Passage given
The law on privilege has been subject to two important judgments in the RBS Rights Issue Litigation [2016] EWHC 3161 (Ch) and the recent Court of Appeal judgment in Director of the Serious Fraud Office v Eurasian Natural Resources Corporation Limited 2018] EWCA Civ 2006. These judgments have had the impact of potentially limiting privilege in England and Wales.

Legal advice privilege covers confidential communications between client and lawyer for the purpose of giving or receiving legal advice. There are three elements to this:

In the RBS Rights Issue Litigation [2016] EWHC 3136 (Ch), RBS claimed privilege over transcripts, notes or other records of interviews conducted by or on behalf of RBS’s lawyers with employees and ex-employees in relation to two internal investigations. RBS argued that the interview notes were subject to legal advice privilege and alternatively that they were lawyers’ privileged working papers. The High Court considered that it was ultimately a question of evidence as to whether the interview notes would, by reason of the legal input they reflect, give a clue as to the legal advice (or some aspect of it) given to RBS.

Hilyard J found that the client for the purposes of privilege consists only of those employees authorised to seek and receive legal advice from the lawyer, and that legal advice privilege does not extend to information provided by employees and ex-employees to or for the purpose of being placed before a lawyer. He held that the interview notes comprised information gathering from employees preparatory to and for the purpose of enabling RBS to seek and receive legal advice. Therefore, the individuals interviewed were providers of information as employees and not clients; and the notes were not communications between client and legal adviser. According to the High Court, it was clear from Three Rivers (No. 5) that information from an employee was equivalent to information from a third party or independent agent.

In English law, lawyers’ working papers are privileged under the legal professional privilege doctrine. The justification for withholding such documents is that disclosure of them would give the party requesting them a clue to the advice that had been given by the solicitor (Lyell v Kennedy (No. 3) [1884] 27 Ch D 1). Where the selection of documents that a solicitor has copied or assembled betrays the trend of advice that he is giving the client, the documents are privileged (Ventouris v Mountain [1991] 1 WLR 607). Hilyard J said that the question was ultimately an evidential one: has the likelihood sufficiently been demonstrated that the notes would by reason of the legal input they reflect give a clue as to the legal advice (or some aspect of the legal advice) given to RBS? Hilyard J found that all that had been offered by RBS in this regard was that the interview notes contained annotations as to the ‘mental impressions’ reflecting or giving a clue as to the trend of legal advice. The High Court held that this was not sufficient to substantiate the claim to privilege on the basis of lawyers’ working papers.

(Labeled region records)
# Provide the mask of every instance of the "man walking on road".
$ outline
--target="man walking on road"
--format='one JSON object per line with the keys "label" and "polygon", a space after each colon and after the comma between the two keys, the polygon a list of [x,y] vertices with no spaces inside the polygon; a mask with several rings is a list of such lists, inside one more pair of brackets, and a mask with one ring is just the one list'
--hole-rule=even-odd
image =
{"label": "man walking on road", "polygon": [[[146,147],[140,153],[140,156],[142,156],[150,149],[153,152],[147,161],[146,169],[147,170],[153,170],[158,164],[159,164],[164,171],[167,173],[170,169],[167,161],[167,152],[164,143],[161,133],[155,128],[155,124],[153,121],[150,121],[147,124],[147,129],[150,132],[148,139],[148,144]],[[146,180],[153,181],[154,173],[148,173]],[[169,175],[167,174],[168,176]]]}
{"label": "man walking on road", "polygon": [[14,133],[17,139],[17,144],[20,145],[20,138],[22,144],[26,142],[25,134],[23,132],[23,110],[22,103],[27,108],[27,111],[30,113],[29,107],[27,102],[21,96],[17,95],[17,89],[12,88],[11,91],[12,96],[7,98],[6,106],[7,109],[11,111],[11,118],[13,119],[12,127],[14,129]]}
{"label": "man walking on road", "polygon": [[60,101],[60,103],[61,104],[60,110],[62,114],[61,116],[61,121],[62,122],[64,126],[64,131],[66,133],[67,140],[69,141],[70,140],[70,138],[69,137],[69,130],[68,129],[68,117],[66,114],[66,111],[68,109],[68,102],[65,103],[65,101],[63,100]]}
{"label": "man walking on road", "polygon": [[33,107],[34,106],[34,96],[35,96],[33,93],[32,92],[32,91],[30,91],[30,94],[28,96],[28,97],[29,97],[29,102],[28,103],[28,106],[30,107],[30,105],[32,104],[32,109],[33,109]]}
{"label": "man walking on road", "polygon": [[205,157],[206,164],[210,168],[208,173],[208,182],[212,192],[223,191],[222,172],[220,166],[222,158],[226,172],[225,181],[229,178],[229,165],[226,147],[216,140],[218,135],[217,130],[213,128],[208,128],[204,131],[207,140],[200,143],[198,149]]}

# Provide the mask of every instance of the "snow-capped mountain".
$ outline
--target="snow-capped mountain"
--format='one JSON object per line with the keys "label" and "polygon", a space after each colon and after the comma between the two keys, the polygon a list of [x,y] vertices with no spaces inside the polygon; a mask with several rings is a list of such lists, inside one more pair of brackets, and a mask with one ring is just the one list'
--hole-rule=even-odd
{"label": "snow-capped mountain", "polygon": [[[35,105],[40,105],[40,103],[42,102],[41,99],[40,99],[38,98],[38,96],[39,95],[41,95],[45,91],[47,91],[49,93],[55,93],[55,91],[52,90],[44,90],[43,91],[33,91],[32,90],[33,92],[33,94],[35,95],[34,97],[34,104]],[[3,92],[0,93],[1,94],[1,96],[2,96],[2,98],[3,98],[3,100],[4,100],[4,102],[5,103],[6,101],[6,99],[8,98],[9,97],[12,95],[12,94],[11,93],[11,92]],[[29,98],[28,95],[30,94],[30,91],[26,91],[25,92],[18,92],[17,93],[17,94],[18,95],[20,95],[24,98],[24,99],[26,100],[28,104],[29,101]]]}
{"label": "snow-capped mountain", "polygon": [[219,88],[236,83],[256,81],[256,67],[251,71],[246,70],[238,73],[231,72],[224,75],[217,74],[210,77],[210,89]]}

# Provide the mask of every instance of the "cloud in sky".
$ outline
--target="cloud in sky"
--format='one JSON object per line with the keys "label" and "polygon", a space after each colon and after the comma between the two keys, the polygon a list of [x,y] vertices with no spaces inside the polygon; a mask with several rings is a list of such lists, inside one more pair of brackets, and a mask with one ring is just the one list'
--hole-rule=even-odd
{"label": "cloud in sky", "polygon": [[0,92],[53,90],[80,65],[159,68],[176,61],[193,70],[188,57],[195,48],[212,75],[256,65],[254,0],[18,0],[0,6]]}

Short exercise
List the names of all cases mentioned in the passage on legal privilege, without their citations. The records are not required for the task.

Written response
RBS Rights Issue Litigation
Director of the Serious Fraud Office v Eurasian Natural Resources Corporation Limited
Three Rivers (No. 5)
Lyell v Kennedy (No. 3)
Ventouris v Mountain